▶ [The task]:
Copy the stretch of the horse meat arrests report from "Gardai have arrested" through "in organised crime." word for word.

▶ [Quoted passage]:
::::::

Gardai have arrested five people as part of a lengthy investigation into horse meat unfit for human consumption entering the food chain by manipulation of safety measures. The five were held on suspicion of taking part in organised crime.
While horse meat is not widely consumed in Ireland there is a larger international market to which Irish meat is exported. Gardaí believe some horses that should have been slaughtered at the end of their lives, which were not fit for human consumption, have effectively been smuggled into the food chain.
Members of the Garda National Bureau of Criminal Investigation, the serious crimes squad, on Tuesday arrested five men, aged between 35 and 55 years, for questioning at Garda stations in Longford and Roscommon towns and Carrick-on-Shannon, Co Leitrim.
They were arrested on suspicion of “participation in a criminal organisation” and were being detained under Section 50 of the Criminal Justice Act, which allows for suspects to be questioned for up to seven days without charge.
The inquiry being conducted by the Garda is about two years old and also involves the Department of Agriculture, Food and the Marine and the Food Safety Authority of Ireland.
“These arrests are part of an ongoing investigation into a number of persons engaged in offences of organised deception and fraudulent practices, involving the tampering of identification passports and microchips of horses presented for slaughter in this jurisdiction,” Garda Headquarters said in a statement of Tuesday’s five arrests.
Just over 12 months ago gardaí raided farms, houses and commercial premises as part of the investigation. On that occasion some of the properties searched were linked to people gardai regarded as victims of the fraud rather than being part of it.
During those raids in June, 2019, a large quantity of documentation and other evidence was gathered for analysis, with today’s arrests effectively the next phase of the same investigation.

::::::

▶ [Source material]:

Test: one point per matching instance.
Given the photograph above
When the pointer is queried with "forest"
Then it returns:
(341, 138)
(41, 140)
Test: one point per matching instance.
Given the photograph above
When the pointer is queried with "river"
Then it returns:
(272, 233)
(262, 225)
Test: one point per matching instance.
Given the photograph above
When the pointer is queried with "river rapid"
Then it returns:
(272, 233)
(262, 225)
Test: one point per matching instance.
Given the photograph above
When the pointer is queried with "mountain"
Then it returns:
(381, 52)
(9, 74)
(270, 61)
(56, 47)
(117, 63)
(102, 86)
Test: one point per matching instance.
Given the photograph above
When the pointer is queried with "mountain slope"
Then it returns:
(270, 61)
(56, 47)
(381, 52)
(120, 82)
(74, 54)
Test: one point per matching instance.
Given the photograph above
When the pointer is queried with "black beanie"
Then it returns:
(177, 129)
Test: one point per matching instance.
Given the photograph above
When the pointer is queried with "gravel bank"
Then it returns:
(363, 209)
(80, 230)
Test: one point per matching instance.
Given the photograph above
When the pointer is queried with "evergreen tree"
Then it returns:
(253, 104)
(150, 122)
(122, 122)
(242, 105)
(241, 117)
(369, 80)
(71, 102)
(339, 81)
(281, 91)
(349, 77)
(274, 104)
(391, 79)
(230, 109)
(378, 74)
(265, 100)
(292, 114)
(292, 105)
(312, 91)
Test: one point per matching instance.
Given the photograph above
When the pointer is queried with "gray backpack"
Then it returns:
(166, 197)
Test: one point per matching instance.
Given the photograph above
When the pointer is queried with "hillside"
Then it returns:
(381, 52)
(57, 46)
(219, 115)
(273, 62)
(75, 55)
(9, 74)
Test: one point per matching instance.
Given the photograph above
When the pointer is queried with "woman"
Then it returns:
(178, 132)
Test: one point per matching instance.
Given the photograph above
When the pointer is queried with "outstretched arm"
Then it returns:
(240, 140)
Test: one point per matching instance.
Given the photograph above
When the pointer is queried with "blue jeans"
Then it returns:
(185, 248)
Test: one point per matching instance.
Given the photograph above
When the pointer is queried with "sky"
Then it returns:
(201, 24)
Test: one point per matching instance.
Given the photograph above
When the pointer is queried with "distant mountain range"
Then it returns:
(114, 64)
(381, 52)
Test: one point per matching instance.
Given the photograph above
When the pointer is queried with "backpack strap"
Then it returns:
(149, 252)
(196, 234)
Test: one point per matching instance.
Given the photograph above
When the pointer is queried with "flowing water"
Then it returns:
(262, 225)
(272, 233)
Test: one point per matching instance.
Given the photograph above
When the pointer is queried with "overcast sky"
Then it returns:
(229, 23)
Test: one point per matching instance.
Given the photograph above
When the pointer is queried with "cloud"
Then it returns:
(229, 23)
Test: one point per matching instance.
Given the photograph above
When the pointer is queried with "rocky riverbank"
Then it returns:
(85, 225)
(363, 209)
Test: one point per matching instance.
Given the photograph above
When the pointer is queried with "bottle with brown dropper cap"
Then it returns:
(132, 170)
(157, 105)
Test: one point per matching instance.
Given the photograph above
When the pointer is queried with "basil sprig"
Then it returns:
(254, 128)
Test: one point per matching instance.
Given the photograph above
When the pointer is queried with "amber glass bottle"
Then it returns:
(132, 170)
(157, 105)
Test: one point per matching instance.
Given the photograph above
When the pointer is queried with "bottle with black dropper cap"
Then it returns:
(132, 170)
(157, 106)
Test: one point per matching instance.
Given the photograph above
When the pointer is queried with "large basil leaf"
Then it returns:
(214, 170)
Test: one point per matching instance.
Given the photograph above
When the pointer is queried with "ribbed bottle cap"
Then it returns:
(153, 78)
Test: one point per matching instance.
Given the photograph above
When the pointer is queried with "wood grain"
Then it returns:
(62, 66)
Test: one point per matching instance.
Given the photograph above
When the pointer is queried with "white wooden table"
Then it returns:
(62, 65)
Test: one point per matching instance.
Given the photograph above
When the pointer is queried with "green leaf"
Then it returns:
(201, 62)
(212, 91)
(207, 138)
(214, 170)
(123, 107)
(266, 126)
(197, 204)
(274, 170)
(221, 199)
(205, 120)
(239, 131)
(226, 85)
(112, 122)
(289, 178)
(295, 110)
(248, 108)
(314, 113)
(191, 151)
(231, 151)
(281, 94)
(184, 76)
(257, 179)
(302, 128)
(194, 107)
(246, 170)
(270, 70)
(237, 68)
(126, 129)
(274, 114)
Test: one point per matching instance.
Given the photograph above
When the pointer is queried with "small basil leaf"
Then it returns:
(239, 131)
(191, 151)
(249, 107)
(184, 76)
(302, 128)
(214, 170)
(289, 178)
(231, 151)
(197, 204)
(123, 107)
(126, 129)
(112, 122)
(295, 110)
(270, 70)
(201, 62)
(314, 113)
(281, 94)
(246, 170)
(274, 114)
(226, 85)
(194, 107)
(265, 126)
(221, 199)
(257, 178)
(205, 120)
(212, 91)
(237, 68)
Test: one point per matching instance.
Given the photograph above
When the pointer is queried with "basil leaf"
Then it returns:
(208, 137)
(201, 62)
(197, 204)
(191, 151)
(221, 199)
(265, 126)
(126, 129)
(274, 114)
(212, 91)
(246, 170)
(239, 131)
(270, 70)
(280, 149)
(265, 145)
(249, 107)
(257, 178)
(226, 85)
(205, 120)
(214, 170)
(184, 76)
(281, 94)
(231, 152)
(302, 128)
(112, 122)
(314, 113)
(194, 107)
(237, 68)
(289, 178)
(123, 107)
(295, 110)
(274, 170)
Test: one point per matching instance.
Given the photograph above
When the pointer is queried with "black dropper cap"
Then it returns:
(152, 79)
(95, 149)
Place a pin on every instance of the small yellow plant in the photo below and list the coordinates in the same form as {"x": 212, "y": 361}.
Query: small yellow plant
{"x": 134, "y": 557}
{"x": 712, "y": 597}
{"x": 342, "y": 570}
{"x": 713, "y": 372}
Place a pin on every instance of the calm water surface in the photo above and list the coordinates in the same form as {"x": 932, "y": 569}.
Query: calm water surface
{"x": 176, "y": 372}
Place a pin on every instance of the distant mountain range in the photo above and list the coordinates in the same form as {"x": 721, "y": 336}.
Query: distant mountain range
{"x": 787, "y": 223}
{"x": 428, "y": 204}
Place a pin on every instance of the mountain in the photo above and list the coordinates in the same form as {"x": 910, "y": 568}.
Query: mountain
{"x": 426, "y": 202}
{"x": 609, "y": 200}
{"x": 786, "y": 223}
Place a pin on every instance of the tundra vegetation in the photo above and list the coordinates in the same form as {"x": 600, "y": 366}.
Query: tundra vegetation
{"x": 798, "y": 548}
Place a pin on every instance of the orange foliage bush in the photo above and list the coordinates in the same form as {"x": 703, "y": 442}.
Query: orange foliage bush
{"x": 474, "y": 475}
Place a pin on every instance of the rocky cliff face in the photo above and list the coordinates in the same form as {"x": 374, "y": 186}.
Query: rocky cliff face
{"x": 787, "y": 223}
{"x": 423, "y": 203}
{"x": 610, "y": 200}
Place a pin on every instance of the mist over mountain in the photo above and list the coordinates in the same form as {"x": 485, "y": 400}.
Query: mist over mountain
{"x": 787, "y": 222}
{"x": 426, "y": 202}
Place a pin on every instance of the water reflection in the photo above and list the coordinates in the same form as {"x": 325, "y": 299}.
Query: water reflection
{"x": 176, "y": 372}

::::::

▶ [Expected output]:
Gardai have arrested five people as part of a lengthy investigation into horse meat unfit for human consumption entering the food chain by manipulation of safety measures. The five were held on suspicion of taking part in organised crime.